▸ Data section
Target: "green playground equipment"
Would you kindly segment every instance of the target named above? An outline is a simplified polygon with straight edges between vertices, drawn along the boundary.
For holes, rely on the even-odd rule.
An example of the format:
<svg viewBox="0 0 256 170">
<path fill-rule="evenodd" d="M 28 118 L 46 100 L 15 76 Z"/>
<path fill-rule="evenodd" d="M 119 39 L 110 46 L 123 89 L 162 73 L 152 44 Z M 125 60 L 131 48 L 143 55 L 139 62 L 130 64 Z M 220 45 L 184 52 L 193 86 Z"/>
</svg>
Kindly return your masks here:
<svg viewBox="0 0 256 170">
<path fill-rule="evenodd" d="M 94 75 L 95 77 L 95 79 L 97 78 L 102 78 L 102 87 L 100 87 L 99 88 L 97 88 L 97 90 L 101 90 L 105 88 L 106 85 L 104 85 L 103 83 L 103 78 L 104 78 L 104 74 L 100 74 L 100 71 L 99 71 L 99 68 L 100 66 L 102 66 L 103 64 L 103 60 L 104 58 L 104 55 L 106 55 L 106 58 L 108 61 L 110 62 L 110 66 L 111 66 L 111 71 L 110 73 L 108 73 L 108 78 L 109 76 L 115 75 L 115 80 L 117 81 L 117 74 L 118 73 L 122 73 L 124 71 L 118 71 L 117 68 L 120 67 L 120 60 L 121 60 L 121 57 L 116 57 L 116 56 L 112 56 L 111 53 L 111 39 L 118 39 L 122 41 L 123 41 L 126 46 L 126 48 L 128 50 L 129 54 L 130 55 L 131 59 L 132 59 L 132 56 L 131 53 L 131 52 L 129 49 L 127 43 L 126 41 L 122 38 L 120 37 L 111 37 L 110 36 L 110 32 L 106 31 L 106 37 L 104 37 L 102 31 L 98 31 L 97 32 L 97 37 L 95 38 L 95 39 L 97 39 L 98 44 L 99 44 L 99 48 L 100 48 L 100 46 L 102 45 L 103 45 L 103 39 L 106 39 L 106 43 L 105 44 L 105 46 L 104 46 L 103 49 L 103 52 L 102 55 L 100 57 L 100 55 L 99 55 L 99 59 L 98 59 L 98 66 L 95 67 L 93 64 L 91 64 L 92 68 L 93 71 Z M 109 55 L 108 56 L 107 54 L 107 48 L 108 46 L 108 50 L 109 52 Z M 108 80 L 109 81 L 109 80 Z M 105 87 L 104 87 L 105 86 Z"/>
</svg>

▸ Task details
Copy the data above line for line, with no changes.

▸ Output for this task
Target: "green playground equipment"
Would you kindly segment every instance of the target named above? An outline is a simplified polygon with straight edges between vertices, drawn along the boundary.
For holes, rely on the even-odd rule.
An example of the format:
<svg viewBox="0 0 256 170">
<path fill-rule="evenodd" d="M 28 118 L 46 100 L 15 76 Z"/>
<path fill-rule="evenodd" d="M 119 39 L 110 46 L 123 89 L 162 73 L 152 44 Z M 125 60 L 131 48 L 143 55 L 139 62 L 130 64 Z M 220 45 L 184 52 L 193 86 Z"/>
</svg>
Kindly return your masks here:
<svg viewBox="0 0 256 170">
<path fill-rule="evenodd" d="M 94 75 L 95 77 L 95 79 L 97 78 L 102 78 L 102 87 L 100 87 L 99 88 L 97 88 L 97 90 L 101 90 L 105 88 L 106 85 L 104 85 L 103 83 L 103 78 L 104 78 L 104 74 L 100 74 L 100 71 L 99 71 L 99 68 L 100 66 L 102 66 L 103 64 L 103 60 L 104 58 L 104 55 L 106 55 L 106 58 L 108 61 L 110 62 L 110 66 L 111 66 L 111 71 L 110 73 L 108 73 L 108 78 L 109 76 L 115 75 L 115 80 L 117 81 L 117 74 L 118 73 L 122 73 L 124 71 L 118 71 L 117 68 L 120 67 L 120 60 L 121 60 L 121 57 L 116 57 L 116 56 L 112 56 L 111 53 L 111 39 L 118 39 L 122 41 L 123 41 L 126 46 L 126 48 L 128 50 L 129 54 L 130 55 L 131 59 L 132 59 L 132 56 L 131 53 L 131 52 L 129 49 L 127 43 L 126 41 L 122 38 L 120 37 L 111 37 L 110 36 L 110 32 L 106 31 L 106 37 L 104 37 L 102 31 L 98 31 L 97 32 L 97 37 L 95 38 L 95 39 L 97 39 L 98 44 L 99 44 L 99 48 L 100 48 L 100 46 L 102 45 L 103 45 L 103 39 L 106 39 L 106 43 L 105 44 L 105 46 L 104 46 L 103 49 L 103 52 L 102 55 L 100 57 L 100 55 L 99 55 L 99 59 L 98 59 L 98 66 L 95 67 L 93 64 L 91 64 L 92 68 L 93 71 Z M 109 55 L 108 56 L 107 54 L 107 48 L 108 46 L 108 50 L 109 52 Z M 108 80 L 109 81 L 109 80 Z M 105 87 L 104 87 L 105 86 Z"/>
</svg>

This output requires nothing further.